Update the records below by changing every "drop one point" to "place one marker" and leaving everything else untouched.

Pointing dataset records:
■ ■ ■

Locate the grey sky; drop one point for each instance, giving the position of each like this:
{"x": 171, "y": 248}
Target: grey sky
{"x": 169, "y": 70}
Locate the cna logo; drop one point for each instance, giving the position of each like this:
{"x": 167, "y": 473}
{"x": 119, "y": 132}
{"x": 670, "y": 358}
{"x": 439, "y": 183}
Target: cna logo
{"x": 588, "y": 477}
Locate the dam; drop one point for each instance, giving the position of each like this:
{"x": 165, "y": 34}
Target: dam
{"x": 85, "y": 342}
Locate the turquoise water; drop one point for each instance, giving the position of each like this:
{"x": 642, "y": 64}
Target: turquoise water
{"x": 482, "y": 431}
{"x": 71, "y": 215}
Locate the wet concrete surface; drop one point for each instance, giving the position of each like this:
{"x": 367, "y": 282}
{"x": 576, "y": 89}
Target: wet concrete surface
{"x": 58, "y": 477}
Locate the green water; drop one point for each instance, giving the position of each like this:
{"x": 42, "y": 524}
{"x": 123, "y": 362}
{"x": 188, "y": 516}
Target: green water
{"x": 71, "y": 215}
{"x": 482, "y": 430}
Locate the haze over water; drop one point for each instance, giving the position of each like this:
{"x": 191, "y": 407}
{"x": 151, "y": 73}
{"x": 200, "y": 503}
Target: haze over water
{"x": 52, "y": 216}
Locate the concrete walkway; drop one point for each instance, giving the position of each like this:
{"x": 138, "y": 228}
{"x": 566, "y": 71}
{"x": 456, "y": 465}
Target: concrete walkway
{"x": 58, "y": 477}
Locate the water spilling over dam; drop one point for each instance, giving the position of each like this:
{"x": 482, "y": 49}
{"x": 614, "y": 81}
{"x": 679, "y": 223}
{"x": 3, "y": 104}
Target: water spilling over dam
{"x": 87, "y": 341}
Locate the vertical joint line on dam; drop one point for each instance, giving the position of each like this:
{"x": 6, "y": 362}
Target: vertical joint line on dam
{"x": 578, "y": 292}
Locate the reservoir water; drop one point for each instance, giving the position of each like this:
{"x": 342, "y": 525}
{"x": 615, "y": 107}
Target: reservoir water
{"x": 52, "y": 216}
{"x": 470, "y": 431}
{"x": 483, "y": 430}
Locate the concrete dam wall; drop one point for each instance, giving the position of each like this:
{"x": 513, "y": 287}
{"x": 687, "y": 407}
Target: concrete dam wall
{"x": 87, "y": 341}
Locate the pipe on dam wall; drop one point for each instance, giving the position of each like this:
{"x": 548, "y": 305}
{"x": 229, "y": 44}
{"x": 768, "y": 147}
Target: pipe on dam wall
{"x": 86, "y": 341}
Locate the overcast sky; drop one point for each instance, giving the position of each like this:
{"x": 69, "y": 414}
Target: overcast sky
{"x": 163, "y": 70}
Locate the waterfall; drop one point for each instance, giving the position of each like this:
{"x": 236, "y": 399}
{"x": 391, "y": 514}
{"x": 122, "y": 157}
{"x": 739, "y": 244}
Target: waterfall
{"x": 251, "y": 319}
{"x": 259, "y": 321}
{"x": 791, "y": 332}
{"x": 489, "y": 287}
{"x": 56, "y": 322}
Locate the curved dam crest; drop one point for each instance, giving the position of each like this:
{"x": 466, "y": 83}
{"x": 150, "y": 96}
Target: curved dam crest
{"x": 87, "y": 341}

■ ■ ■

__ANSWER__
Locate the grey sky; place one marker for each instance, giving the position of each like this:
{"x": 171, "y": 248}
Target: grey sky
{"x": 169, "y": 70}
Locate the cna logo; place one marker for each instance, giving the position of each like this:
{"x": 167, "y": 473}
{"x": 119, "y": 132}
{"x": 670, "y": 358}
{"x": 439, "y": 183}
Target: cna logo
{"x": 588, "y": 477}
Locate the dam; place one marker for each instance, giving the position of each like this:
{"x": 165, "y": 34}
Target: dam
{"x": 85, "y": 342}
Locate the turquoise water; place one marker for each instance, giving the position of each like this:
{"x": 642, "y": 64}
Target: turquoise water
{"x": 482, "y": 431}
{"x": 71, "y": 215}
Locate the wet concrete surface; place one marker for each instance, giving the position of each like this:
{"x": 367, "y": 282}
{"x": 576, "y": 89}
Target: wet concrete surface
{"x": 58, "y": 477}
Locate the green water; place one marker for each instance, giving the position of each like this:
{"x": 42, "y": 524}
{"x": 123, "y": 362}
{"x": 188, "y": 516}
Target: green water
{"x": 71, "y": 215}
{"x": 482, "y": 430}
Locate the haze over water; place one marker for each instance, giving the position of each like this:
{"x": 191, "y": 407}
{"x": 151, "y": 73}
{"x": 200, "y": 503}
Target: haze over water
{"x": 52, "y": 216}
Locate the concrete walkway; place one marker for each instance, giving the position of each like this:
{"x": 138, "y": 228}
{"x": 566, "y": 71}
{"x": 456, "y": 465}
Target: concrete walkway
{"x": 58, "y": 477}
Locate the water spilling over dam; place one marker for each instance, giving the position of each like this:
{"x": 482, "y": 49}
{"x": 614, "y": 81}
{"x": 679, "y": 223}
{"x": 3, "y": 104}
Target: water spilling over dam
{"x": 87, "y": 341}
Locate the vertical joint line on dam; place one marker for each instance, giving the position of each like this:
{"x": 6, "y": 362}
Target: vertical joint line on dam
{"x": 578, "y": 292}
Locate the reservoir water; place one marker for each instance, giving the position of each like this:
{"x": 342, "y": 525}
{"x": 615, "y": 107}
Target: reservoir water
{"x": 52, "y": 216}
{"x": 470, "y": 431}
{"x": 483, "y": 430}
Locate the concrete dam wall; place one marker for each instance, giving the position of each like this:
{"x": 513, "y": 287}
{"x": 687, "y": 407}
Target: concrete dam wall
{"x": 87, "y": 341}
Locate the pipe on dam wall; place one marker for each instance, giving the position of each like this:
{"x": 548, "y": 305}
{"x": 229, "y": 44}
{"x": 768, "y": 147}
Target: pipe on dam wall
{"x": 86, "y": 341}
Locate the overcast sky; place one marker for each instance, giving the position of each like this:
{"x": 69, "y": 414}
Target: overcast sky
{"x": 163, "y": 70}
Locate the waterfall; place one marker for each instance, giving the position of each like this:
{"x": 236, "y": 399}
{"x": 391, "y": 514}
{"x": 122, "y": 157}
{"x": 739, "y": 244}
Target: waterfall
{"x": 251, "y": 319}
{"x": 259, "y": 321}
{"x": 791, "y": 332}
{"x": 489, "y": 287}
{"x": 56, "y": 322}
Locate the curved dam crest; place one marker for each instance, giving the position of each like this:
{"x": 466, "y": 83}
{"x": 150, "y": 96}
Target: curved dam crest
{"x": 87, "y": 341}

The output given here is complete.